§ **What this task involves**
This exercise calls for the line with "Target: white duck", the line with "Target: flock of white ducks", and all lines between them in the material below, output exactly and with no other lines.

§ **Exercise inputs**

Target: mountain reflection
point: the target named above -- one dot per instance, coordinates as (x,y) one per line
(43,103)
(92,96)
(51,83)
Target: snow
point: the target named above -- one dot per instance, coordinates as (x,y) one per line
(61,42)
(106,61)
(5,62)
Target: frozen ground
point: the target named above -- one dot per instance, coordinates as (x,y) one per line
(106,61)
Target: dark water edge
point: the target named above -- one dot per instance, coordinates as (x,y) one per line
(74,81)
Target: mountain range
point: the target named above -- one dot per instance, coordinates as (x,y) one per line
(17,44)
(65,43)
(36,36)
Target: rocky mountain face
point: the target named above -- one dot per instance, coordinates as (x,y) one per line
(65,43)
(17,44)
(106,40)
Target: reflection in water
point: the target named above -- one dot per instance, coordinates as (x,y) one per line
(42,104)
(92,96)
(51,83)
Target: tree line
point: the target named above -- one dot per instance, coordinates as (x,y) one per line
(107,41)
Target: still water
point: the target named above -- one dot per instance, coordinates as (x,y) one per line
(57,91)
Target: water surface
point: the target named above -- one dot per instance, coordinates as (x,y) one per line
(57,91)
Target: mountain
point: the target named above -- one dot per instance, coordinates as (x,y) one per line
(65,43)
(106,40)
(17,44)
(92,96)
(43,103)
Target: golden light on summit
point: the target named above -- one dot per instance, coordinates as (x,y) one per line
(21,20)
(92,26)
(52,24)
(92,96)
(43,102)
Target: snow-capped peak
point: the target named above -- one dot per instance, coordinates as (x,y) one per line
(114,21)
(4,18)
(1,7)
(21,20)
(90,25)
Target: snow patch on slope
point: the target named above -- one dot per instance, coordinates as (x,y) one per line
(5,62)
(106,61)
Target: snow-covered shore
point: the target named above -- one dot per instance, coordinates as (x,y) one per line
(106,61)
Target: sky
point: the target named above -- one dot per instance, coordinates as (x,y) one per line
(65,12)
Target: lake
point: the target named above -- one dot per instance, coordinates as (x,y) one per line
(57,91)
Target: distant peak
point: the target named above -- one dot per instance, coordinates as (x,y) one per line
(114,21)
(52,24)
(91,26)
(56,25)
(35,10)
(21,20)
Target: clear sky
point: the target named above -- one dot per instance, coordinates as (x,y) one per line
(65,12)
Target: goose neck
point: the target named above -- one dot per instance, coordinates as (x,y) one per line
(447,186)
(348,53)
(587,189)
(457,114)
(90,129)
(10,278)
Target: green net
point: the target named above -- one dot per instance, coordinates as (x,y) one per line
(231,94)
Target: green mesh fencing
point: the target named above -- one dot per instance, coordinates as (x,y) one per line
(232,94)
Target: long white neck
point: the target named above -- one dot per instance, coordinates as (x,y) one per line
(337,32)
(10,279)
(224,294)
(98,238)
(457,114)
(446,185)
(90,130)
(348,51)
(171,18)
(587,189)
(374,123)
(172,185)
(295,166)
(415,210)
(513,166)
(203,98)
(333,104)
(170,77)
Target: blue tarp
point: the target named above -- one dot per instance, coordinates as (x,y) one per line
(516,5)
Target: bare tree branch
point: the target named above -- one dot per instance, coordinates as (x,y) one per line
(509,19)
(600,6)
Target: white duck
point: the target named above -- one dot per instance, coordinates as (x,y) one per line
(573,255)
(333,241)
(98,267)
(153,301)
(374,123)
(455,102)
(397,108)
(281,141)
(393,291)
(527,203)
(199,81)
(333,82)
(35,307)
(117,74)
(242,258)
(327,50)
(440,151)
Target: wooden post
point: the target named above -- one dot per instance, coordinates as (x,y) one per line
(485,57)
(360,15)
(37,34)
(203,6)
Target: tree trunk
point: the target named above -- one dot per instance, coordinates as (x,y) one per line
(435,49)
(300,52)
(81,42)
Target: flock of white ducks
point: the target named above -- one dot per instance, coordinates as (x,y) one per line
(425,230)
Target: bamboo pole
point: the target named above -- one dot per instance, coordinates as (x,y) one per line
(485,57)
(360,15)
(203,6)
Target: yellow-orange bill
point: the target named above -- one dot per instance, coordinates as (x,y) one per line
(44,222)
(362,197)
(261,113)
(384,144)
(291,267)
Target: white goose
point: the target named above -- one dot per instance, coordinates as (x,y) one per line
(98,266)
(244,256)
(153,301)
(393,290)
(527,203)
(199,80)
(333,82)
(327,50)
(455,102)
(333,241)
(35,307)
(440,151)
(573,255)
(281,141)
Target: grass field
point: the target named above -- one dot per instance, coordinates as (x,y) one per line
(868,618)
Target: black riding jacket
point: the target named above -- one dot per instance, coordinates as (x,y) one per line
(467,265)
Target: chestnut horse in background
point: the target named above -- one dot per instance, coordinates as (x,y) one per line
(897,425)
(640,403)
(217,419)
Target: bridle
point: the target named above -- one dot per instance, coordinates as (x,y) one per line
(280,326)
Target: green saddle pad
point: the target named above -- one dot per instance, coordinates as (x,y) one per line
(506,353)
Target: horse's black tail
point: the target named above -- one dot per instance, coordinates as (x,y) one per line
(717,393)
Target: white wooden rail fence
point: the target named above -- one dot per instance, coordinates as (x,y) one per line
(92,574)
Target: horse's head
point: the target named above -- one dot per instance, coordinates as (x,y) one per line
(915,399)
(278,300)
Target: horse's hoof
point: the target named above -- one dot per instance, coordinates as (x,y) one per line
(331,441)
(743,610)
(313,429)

§ **Your response**
Target: white duck
point: the target named above -- one dot per instance, coordinates as (x,y) one per line
(573,255)
(333,241)
(98,267)
(153,301)
(374,123)
(455,102)
(397,108)
(281,141)
(393,291)
(527,203)
(199,81)
(333,82)
(35,307)
(117,74)
(242,258)
(327,50)
(440,151)
Target: wooden post
point: the target named above -- one dot per instance, coordinates as (x,y) one per line
(485,57)
(360,15)
(37,34)
(203,6)
Target: tree trunk
point: the target named above -- one dot per instance, coordinates as (x,y) one per line
(435,49)
(300,52)
(81,42)
Target: flock of white ducks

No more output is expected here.